--- Stated problem ---
Pick out every line in the material below that contains the word "empanada", and copy each one. Case counts.

--- Exercise material ---
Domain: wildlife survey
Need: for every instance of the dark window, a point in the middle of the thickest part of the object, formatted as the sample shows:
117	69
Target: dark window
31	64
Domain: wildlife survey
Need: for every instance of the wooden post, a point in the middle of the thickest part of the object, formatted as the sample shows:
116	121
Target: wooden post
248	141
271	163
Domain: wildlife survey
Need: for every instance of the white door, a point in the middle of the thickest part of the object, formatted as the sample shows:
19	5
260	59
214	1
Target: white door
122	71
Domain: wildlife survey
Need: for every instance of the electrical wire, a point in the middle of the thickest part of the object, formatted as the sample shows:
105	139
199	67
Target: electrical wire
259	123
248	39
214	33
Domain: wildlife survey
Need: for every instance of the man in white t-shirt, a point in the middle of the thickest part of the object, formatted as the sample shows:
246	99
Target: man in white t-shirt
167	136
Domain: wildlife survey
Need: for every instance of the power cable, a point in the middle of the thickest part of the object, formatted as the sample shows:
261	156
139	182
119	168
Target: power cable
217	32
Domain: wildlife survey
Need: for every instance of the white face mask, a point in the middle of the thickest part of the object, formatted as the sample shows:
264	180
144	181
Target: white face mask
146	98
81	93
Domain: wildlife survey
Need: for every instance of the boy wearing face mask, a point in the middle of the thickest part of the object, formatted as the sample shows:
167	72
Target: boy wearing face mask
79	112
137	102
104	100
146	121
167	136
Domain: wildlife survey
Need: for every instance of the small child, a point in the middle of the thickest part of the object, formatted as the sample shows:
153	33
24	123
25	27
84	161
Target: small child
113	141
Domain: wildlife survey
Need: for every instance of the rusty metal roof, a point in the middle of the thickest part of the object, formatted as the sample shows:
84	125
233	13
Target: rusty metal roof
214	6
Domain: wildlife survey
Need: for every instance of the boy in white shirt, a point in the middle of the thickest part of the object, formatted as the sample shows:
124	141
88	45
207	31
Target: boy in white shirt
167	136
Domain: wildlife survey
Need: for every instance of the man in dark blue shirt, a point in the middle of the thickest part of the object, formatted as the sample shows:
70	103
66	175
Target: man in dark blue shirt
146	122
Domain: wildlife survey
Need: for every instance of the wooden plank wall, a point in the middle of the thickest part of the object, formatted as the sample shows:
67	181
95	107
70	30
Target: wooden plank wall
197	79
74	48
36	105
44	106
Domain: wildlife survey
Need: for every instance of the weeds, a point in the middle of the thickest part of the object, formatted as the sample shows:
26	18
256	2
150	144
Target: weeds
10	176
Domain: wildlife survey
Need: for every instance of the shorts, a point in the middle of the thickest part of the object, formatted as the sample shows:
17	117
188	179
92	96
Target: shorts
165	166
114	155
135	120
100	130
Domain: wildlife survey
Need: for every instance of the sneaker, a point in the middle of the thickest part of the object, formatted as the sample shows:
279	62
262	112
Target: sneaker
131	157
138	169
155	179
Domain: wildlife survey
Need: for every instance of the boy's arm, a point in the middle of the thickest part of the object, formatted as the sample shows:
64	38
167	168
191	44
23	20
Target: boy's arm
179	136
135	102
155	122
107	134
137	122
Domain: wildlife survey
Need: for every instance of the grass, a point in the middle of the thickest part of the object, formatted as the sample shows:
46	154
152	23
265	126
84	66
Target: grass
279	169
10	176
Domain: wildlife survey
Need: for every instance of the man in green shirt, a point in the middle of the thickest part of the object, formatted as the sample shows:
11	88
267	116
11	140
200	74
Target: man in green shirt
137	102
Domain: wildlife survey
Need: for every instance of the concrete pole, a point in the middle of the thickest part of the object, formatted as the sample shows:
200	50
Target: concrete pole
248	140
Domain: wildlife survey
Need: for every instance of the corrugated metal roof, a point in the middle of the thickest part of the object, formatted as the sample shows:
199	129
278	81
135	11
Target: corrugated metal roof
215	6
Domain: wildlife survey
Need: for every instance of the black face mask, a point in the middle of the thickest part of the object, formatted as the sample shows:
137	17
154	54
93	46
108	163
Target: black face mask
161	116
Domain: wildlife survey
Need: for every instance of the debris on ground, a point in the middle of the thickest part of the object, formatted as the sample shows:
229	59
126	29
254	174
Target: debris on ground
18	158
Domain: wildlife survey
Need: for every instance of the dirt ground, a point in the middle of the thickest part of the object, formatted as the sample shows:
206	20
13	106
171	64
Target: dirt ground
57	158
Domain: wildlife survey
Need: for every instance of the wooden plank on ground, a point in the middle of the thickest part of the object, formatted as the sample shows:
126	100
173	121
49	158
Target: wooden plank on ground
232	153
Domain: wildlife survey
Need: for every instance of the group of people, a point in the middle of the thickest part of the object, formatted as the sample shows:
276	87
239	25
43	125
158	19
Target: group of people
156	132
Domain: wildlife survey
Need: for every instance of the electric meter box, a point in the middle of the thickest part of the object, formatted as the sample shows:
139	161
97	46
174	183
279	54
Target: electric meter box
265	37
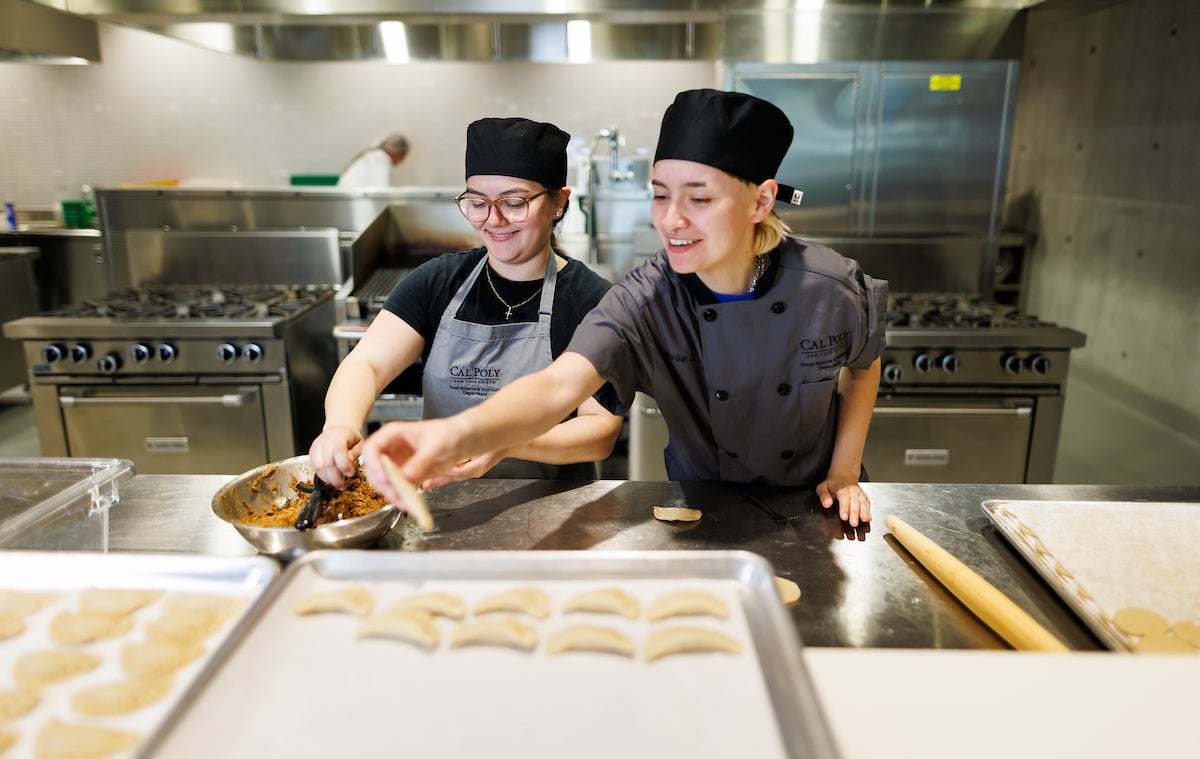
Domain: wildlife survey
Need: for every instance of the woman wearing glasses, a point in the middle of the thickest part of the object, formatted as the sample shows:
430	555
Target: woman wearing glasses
761	350
484	317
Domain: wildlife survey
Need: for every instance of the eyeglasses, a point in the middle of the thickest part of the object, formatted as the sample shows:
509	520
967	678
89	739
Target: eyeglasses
509	208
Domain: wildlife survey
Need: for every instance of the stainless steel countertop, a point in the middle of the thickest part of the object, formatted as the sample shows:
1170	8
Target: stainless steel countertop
861	589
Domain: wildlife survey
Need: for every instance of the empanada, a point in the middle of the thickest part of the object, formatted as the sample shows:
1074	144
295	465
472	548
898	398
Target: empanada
354	599
502	632
403	623
120	697
441	604
39	669
605	601
687	603
671	640
589	638
59	740
525	599
76	627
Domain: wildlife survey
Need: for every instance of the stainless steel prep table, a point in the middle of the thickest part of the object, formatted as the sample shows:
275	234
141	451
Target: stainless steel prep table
859	587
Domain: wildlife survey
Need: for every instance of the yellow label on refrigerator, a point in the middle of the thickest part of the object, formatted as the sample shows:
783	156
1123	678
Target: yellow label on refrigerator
946	82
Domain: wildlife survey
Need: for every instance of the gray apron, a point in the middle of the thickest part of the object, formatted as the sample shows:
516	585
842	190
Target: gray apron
469	362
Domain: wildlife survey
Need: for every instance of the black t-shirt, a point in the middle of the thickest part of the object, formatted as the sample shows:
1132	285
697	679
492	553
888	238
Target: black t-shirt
423	296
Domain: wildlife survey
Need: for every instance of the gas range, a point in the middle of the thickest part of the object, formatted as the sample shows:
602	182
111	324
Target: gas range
954	339
169	329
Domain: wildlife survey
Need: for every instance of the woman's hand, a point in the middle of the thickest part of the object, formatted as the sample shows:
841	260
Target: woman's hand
853	506
334	454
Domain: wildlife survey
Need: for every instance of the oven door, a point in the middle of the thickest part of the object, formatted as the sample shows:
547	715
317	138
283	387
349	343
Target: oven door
168	429
941	438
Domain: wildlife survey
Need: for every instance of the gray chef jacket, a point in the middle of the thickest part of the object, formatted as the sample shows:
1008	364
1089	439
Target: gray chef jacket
748	388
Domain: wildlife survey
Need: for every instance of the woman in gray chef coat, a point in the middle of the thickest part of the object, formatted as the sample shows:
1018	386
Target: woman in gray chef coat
481	318
761	350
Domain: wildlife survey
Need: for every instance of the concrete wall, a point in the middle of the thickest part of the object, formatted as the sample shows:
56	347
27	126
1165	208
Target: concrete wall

--- Expected answer ---
Need: for every instance of the empanada, a point in the middle of the thickest part of the object, formatted as the sample shows:
Target: empanada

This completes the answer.